• RECORDED INFORMATION:
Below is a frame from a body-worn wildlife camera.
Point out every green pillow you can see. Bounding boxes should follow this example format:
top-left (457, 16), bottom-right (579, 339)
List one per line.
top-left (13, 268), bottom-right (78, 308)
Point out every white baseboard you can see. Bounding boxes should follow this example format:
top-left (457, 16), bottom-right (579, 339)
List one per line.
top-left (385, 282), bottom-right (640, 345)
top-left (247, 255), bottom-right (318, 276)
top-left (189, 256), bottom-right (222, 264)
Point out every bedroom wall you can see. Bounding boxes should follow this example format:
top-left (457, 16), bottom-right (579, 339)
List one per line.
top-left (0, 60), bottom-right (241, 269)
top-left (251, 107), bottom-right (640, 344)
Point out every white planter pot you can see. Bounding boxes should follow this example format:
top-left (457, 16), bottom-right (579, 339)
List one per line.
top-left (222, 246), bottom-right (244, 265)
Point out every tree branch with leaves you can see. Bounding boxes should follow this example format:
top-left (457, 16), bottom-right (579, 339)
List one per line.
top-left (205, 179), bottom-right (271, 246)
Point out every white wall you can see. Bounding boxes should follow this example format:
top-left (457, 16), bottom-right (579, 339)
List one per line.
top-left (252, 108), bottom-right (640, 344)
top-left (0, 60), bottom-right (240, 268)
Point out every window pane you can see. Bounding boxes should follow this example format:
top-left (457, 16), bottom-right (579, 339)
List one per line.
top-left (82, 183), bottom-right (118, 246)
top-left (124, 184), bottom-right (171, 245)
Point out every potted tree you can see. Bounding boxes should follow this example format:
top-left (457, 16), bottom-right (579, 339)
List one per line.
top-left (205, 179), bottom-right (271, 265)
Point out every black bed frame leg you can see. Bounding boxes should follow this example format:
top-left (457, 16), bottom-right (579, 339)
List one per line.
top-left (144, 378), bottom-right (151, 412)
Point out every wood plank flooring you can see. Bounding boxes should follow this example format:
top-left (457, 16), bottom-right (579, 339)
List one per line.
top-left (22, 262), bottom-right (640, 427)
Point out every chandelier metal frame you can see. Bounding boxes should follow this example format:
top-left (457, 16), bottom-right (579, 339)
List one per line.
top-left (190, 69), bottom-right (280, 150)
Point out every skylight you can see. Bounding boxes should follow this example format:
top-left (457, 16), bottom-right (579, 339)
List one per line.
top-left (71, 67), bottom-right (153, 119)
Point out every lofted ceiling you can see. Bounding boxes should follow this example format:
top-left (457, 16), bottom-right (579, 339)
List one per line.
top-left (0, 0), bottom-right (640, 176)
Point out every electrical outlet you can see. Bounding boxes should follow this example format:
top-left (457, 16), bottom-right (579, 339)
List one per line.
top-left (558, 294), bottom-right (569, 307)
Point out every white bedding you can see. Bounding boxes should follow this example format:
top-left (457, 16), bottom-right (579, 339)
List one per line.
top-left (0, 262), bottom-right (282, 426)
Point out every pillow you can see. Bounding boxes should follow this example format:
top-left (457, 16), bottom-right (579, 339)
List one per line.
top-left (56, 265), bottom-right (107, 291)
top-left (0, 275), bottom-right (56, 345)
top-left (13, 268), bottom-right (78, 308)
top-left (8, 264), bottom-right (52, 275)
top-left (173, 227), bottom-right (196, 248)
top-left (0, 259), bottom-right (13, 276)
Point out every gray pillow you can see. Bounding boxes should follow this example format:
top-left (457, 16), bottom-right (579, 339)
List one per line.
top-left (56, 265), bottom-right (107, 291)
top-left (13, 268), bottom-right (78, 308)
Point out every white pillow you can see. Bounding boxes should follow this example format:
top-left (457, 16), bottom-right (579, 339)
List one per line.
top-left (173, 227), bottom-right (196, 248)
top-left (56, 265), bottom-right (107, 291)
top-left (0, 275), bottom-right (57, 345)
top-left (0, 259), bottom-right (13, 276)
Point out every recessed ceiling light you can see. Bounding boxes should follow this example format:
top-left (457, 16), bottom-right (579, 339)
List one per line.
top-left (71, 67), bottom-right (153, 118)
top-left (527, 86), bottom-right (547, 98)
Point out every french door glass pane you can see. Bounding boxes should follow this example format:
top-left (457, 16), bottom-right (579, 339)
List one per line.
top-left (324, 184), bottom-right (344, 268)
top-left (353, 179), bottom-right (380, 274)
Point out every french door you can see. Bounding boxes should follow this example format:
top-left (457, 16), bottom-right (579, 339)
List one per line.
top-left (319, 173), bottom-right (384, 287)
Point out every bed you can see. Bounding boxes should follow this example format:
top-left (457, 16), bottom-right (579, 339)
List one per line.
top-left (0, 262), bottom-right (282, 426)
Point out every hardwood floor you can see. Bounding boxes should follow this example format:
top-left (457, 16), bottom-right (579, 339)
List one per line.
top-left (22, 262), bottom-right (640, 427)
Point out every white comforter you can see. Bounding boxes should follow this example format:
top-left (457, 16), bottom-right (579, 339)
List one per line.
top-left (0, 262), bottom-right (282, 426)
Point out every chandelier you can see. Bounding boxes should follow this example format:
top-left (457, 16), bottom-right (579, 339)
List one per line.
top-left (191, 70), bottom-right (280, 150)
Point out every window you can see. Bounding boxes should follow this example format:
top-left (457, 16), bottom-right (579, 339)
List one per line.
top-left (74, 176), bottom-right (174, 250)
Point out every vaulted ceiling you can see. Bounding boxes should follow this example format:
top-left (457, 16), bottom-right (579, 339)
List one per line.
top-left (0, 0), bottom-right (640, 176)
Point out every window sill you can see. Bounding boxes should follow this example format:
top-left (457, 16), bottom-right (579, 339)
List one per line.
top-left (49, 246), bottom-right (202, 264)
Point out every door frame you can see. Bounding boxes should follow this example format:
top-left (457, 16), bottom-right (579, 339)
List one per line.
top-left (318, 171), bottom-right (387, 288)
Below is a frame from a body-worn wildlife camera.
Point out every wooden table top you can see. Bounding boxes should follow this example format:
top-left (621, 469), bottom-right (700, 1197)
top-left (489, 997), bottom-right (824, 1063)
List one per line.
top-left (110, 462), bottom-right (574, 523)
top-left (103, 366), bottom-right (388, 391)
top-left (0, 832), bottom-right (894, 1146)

• REQUIREMENTS:
Please return all of the data above verbatim, with every line in its original order and unchanged.

• ANSWER FOR THE TASK:
Below is a frame from a body-worn wildlife camera.
Point out every green pillow you can see. Bounding boxes should follow this example format:
top-left (457, 16), bottom-right (579, 339)
List one per line.
top-left (13, 268), bottom-right (78, 308)
Point out every white baseboard you can see. Bounding boxes should follow this example format:
top-left (457, 16), bottom-right (579, 339)
List one per line.
top-left (385, 282), bottom-right (640, 345)
top-left (247, 255), bottom-right (318, 276)
top-left (189, 256), bottom-right (222, 264)
Point out every bedroom wall you can see. Bounding boxes should follow this example format:
top-left (457, 16), bottom-right (579, 339)
List one per line.
top-left (0, 60), bottom-right (241, 269)
top-left (251, 107), bottom-right (640, 344)
Point out every white planter pot you can see. Bounding boxes should follow this example format:
top-left (457, 16), bottom-right (579, 339)
List one per line.
top-left (222, 246), bottom-right (244, 265)
Point out every tree branch with leaves you can see. Bounding boxes should follow this example format:
top-left (457, 16), bottom-right (579, 339)
List one per line.
top-left (205, 179), bottom-right (271, 246)
Point out every white wall you can see. Bounding boxes should follow this example format:
top-left (457, 16), bottom-right (579, 339)
List one per line.
top-left (252, 108), bottom-right (640, 344)
top-left (0, 60), bottom-right (240, 268)
Point out every window pane you can see. Bounding boxes should follow this example format:
top-left (457, 16), bottom-right (579, 339)
List one per line.
top-left (82, 183), bottom-right (118, 246)
top-left (124, 184), bottom-right (171, 245)
Point out every potted tree you can see. Bounding boxes should follow this example format:
top-left (457, 16), bottom-right (579, 339)
List one per line.
top-left (205, 179), bottom-right (271, 265)
Point out every black bed frame leg you can see. Bounding boxes should follow this example format:
top-left (457, 16), bottom-right (579, 339)
List one per line.
top-left (144, 378), bottom-right (151, 412)
Point out every wood plank flooring you can see. Bounding boxes should follow this example format:
top-left (457, 16), bottom-right (579, 339)
List one per line.
top-left (22, 262), bottom-right (640, 427)
Point out every chandelier metal frame you can see. Bounding boxes should follow this example format:
top-left (457, 16), bottom-right (579, 339)
List one per line.
top-left (190, 69), bottom-right (280, 150)
Point out every skylight you can see. Bounding boxes should follow this example format:
top-left (457, 16), bottom-right (579, 339)
List one per line.
top-left (71, 67), bottom-right (153, 119)
Point out every lofted ceiling you can see. Bounding boxes should follow this example format:
top-left (457, 16), bottom-right (579, 339)
List one per line.
top-left (0, 0), bottom-right (640, 176)
Point out every electrical outlet you can see. Bounding boxes should follow this example format:
top-left (457, 16), bottom-right (579, 339)
List one per line.
top-left (558, 294), bottom-right (569, 307)
Point out every white bedding you can see. Bounding boxes should follow this example format:
top-left (457, 16), bottom-right (579, 339)
List one per line.
top-left (0, 262), bottom-right (282, 426)
Point out every pillow you can see. Bounding boxes should follow this example format:
top-left (457, 16), bottom-right (579, 339)
List one per line.
top-left (56, 265), bottom-right (107, 291)
top-left (0, 275), bottom-right (56, 345)
top-left (13, 268), bottom-right (78, 308)
top-left (8, 264), bottom-right (52, 275)
top-left (173, 227), bottom-right (196, 248)
top-left (0, 259), bottom-right (13, 276)
Point out every gray pillow you can see. Bounding boxes should follow this example format:
top-left (457, 16), bottom-right (579, 339)
List one per line.
top-left (56, 265), bottom-right (107, 291)
top-left (13, 268), bottom-right (78, 308)
Point out every white pillow you can see. Bounding boxes should follow this example format:
top-left (457, 16), bottom-right (579, 339)
List one per line.
top-left (173, 227), bottom-right (196, 248)
top-left (56, 265), bottom-right (107, 291)
top-left (0, 275), bottom-right (57, 345)
top-left (0, 259), bottom-right (13, 276)
Point out every recessed ceiling light you can see. Bounding boxes should follow this example format:
top-left (457, 16), bottom-right (579, 339)
List one per line.
top-left (71, 67), bottom-right (153, 118)
top-left (527, 86), bottom-right (547, 98)
Point out every french door glass pane you can see. Bounding boxes should follow this example format:
top-left (457, 16), bottom-right (579, 339)
List one per line.
top-left (324, 184), bottom-right (344, 268)
top-left (353, 179), bottom-right (380, 274)
Point out every french door you can see. Bounding boxes should follow this example format:
top-left (457, 16), bottom-right (579, 339)
List one per line.
top-left (319, 173), bottom-right (384, 287)
Point out every bed you can see. Bounding boxes should follow this example format:
top-left (457, 16), bottom-right (579, 339)
List one per line.
top-left (0, 262), bottom-right (282, 426)
Point out every hardwood floor you can see. Bounding boxes should follow this example format:
top-left (457, 16), bottom-right (579, 339)
List one per line.
top-left (22, 262), bottom-right (640, 427)
Point out every white comforter you can see. Bounding boxes should follow this example format:
top-left (457, 16), bottom-right (579, 339)
List one per line.
top-left (0, 262), bottom-right (282, 426)
Point out every chandelier you can see. Bounding boxes should follow this example format:
top-left (457, 16), bottom-right (579, 339)
List one per line.
top-left (191, 70), bottom-right (280, 150)
Point out every window you can see. Bounding boxes should follow this example format:
top-left (457, 16), bottom-right (579, 339)
List one per line.
top-left (74, 176), bottom-right (174, 250)
Point out every vaulted ceiling you can see. Bounding boxes should follow this example format:
top-left (457, 16), bottom-right (579, 339)
List one per line.
top-left (0, 0), bottom-right (640, 176)
Point out every window sill you can see. Bounding boxes should follow this example format:
top-left (457, 16), bottom-right (579, 339)
List one per line.
top-left (49, 246), bottom-right (202, 264)
Point out every door frame you can see. Bounding boxes should follow this example format:
top-left (457, 16), bottom-right (579, 339)
List one per line.
top-left (318, 171), bottom-right (387, 288)
Below is a frame from a body-worn wildlife camera.
Point out every wooden table top you can see. Bounding boxes should follow this example format:
top-left (621, 469), bottom-right (700, 1197)
top-left (489, 997), bottom-right (824, 1063)
List one per line.
top-left (110, 462), bottom-right (574, 523)
top-left (103, 366), bottom-right (388, 391)
top-left (0, 832), bottom-right (894, 1146)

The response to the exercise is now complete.